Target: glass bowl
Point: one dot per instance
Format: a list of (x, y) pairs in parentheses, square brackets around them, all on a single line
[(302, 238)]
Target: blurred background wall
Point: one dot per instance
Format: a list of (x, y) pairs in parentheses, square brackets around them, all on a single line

**PROBLEM REQUIREMENTS**
Go through the entries and repeat each one exactly.

**SOLUTION FOR THIS EXERCISE**
Target: glass bowl
Point: one dot per instance
Format: a list of (x, y) pairs in parentheses, square brackets around them, all on a single line
[(302, 238)]
Target: blurred background wall
Point: one dot per instance
Format: a list of (x, y) pairs in parentheses, square brackets around them, all on a single line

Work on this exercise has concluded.